Aim of the exercise:
Report every row below that contains the string "person", copying each such row in full. The match is case-sensitive.

Data section:
(begin)
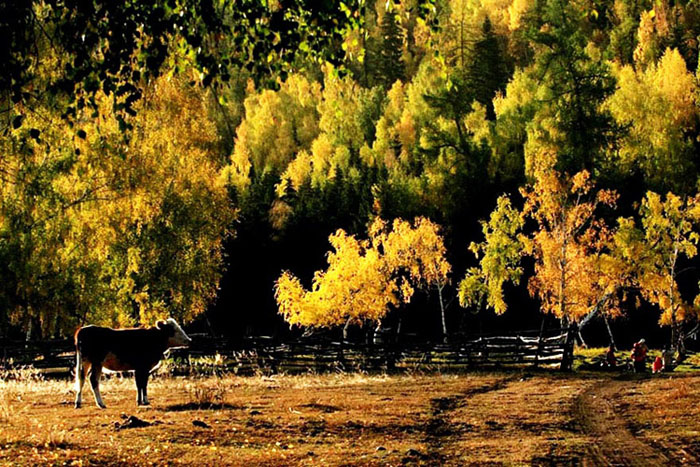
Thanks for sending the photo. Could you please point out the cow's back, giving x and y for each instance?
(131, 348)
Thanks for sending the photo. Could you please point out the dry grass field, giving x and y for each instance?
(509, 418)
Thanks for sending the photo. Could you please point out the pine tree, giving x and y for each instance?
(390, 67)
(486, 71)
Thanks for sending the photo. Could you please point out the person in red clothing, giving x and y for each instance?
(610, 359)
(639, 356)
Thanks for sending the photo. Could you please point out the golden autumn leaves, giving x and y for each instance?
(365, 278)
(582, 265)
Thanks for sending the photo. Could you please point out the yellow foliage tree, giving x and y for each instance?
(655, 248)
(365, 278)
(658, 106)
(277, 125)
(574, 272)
(end)
(begin)
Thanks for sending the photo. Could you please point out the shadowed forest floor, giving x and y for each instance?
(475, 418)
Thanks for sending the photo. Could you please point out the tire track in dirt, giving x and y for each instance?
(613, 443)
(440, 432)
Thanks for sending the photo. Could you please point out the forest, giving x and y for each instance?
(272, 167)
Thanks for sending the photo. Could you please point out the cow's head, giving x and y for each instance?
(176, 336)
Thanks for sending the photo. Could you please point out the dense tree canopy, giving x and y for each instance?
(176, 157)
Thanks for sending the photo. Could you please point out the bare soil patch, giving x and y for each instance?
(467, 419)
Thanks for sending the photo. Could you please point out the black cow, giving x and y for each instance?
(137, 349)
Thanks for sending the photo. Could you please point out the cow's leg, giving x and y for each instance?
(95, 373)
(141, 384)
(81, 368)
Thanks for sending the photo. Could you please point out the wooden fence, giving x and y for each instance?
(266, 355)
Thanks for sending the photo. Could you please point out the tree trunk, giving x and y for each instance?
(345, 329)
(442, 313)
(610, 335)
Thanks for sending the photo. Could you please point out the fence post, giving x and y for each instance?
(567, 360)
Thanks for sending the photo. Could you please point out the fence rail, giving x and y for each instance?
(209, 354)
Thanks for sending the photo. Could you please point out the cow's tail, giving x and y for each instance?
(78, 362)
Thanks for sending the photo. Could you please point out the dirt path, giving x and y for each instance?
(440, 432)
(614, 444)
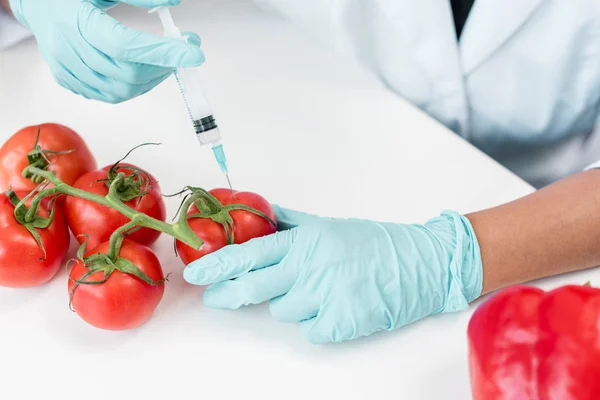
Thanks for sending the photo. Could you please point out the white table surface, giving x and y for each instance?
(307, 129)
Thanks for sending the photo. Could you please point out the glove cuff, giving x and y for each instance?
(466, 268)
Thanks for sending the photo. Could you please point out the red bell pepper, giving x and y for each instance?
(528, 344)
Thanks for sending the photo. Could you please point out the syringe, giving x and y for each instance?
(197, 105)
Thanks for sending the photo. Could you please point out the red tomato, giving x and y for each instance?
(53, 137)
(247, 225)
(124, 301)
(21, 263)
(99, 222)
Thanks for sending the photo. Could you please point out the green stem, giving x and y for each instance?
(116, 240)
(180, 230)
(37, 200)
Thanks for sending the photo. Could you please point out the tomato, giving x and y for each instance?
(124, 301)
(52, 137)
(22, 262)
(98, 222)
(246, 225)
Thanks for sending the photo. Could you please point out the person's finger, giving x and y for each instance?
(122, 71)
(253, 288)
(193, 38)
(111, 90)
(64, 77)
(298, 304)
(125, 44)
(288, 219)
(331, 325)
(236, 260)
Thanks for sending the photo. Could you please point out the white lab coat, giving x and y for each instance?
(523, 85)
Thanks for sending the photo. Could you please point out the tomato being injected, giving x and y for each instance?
(end)
(begin)
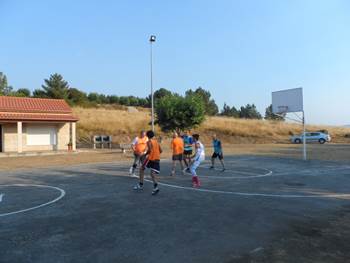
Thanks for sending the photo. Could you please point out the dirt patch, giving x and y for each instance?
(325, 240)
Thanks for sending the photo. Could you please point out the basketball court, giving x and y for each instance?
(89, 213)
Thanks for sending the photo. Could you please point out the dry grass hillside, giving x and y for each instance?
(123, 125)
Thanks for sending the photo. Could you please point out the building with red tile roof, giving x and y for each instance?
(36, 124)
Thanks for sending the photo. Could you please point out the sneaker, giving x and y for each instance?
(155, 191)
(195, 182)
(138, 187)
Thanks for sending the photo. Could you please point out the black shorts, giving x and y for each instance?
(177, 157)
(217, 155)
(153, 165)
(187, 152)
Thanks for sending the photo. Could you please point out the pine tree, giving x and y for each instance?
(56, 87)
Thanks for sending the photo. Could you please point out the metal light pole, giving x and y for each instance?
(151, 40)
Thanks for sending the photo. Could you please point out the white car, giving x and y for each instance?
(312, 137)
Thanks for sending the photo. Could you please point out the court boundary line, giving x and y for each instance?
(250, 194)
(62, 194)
(end)
The response:
Thanks for sending the photo. Could you please point out the person in red clothing, giving x and y for each instance?
Thanks for sending the photo. Could you please point out the person's finger, giving x and y for each instance?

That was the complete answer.